» **Recorded data**
====================
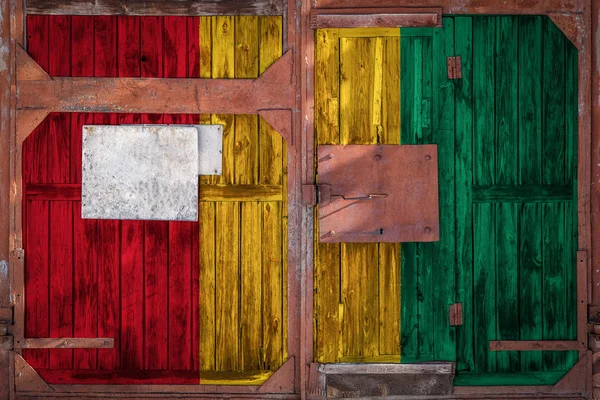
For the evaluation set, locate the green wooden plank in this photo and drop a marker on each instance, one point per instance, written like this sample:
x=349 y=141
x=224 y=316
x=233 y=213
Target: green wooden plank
x=409 y=318
x=530 y=133
x=484 y=158
x=571 y=217
x=484 y=291
x=507 y=285
x=553 y=172
x=443 y=251
x=507 y=379
x=463 y=182
x=522 y=193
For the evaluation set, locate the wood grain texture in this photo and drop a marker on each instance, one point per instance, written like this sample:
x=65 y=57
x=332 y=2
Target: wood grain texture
x=357 y=286
x=157 y=7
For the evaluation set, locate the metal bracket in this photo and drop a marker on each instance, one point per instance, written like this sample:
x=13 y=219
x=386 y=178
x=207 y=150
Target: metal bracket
x=454 y=67
x=456 y=314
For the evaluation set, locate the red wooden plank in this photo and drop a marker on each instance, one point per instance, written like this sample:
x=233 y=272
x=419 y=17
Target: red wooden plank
x=109 y=319
x=36 y=212
x=61 y=227
x=132 y=232
x=156 y=295
x=82 y=64
x=36 y=280
x=61 y=279
x=85 y=286
x=193 y=71
x=175 y=59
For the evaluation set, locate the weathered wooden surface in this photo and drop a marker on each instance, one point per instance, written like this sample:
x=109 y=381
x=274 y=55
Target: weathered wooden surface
x=156 y=7
x=357 y=286
x=515 y=245
x=155 y=318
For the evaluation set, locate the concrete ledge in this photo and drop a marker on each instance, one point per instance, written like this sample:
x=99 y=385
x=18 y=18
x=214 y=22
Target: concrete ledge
x=384 y=380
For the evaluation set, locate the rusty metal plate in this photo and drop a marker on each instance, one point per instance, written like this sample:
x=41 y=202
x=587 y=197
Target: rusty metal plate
x=378 y=193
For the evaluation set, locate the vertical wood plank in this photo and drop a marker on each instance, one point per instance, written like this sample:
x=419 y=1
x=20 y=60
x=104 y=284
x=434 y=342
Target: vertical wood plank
x=223 y=66
x=359 y=261
x=530 y=136
x=35 y=150
x=37 y=280
x=463 y=183
x=85 y=244
x=85 y=280
x=246 y=172
x=507 y=304
x=389 y=253
x=227 y=286
x=484 y=276
x=208 y=283
x=327 y=256
x=61 y=228
x=175 y=60
x=105 y=65
x=553 y=172
x=132 y=232
x=271 y=172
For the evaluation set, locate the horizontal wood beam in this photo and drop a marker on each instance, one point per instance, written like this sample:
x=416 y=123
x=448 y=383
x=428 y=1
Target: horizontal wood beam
x=523 y=193
x=66 y=343
x=38 y=94
x=375 y=17
x=513 y=7
x=155 y=7
x=213 y=192
x=532 y=345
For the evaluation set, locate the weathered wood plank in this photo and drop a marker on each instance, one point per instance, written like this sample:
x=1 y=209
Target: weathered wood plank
x=227 y=287
x=530 y=141
x=156 y=7
x=271 y=172
x=389 y=254
x=327 y=255
x=463 y=161
x=208 y=283
x=359 y=289
x=67 y=343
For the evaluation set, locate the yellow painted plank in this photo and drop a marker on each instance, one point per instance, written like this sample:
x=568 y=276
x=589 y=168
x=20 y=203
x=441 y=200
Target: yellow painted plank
x=246 y=126
x=221 y=192
x=236 y=378
x=389 y=253
x=368 y=32
x=272 y=286
x=223 y=58
x=207 y=285
x=360 y=291
x=270 y=141
x=246 y=172
x=271 y=172
x=327 y=323
x=227 y=286
x=251 y=293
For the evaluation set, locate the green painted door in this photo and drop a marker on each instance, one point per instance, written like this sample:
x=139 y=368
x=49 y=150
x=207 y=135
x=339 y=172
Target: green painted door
x=506 y=135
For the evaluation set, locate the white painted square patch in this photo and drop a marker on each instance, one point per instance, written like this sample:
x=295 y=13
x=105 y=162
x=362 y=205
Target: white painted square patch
x=140 y=172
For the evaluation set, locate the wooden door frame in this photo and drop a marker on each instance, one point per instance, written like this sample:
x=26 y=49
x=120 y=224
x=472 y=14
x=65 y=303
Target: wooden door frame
x=574 y=18
x=299 y=37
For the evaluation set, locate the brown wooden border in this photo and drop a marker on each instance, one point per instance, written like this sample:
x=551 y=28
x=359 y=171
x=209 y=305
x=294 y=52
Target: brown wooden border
x=574 y=19
x=299 y=37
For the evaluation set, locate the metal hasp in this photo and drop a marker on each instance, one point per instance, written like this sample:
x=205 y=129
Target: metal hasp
x=378 y=193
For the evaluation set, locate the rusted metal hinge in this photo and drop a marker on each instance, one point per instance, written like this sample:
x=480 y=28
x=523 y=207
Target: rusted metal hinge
x=454 y=67
x=316 y=194
x=456 y=314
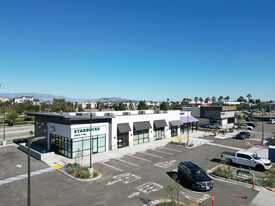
====================
» **Directions**
Copy the entries word for word, starting at the line that contains "For the evaluation set, locate the weathered wood plank" and stopping after the line that contains "x=251 y=293".

» **Complete output**
For the evaluation set, locate the weathered wood plank in this photo and drop a marker on each instance, one point per instance, written like this sample:
x=1 y=209
Target: weathered wood plank
x=227 y=287
x=530 y=141
x=156 y=7
x=271 y=172
x=389 y=254
x=327 y=255
x=463 y=161
x=208 y=283
x=359 y=289
x=67 y=343
For the evaluation set, locate the yellow painted plank in this photo and drop a marker on each instance, one point per instance, written like this sample:
x=568 y=276
x=589 y=168
x=20 y=203
x=441 y=200
Target: yellow painted plank
x=246 y=126
x=221 y=192
x=236 y=378
x=389 y=253
x=368 y=32
x=272 y=286
x=223 y=58
x=207 y=285
x=360 y=291
x=270 y=141
x=246 y=172
x=271 y=172
x=327 y=323
x=227 y=286
x=251 y=293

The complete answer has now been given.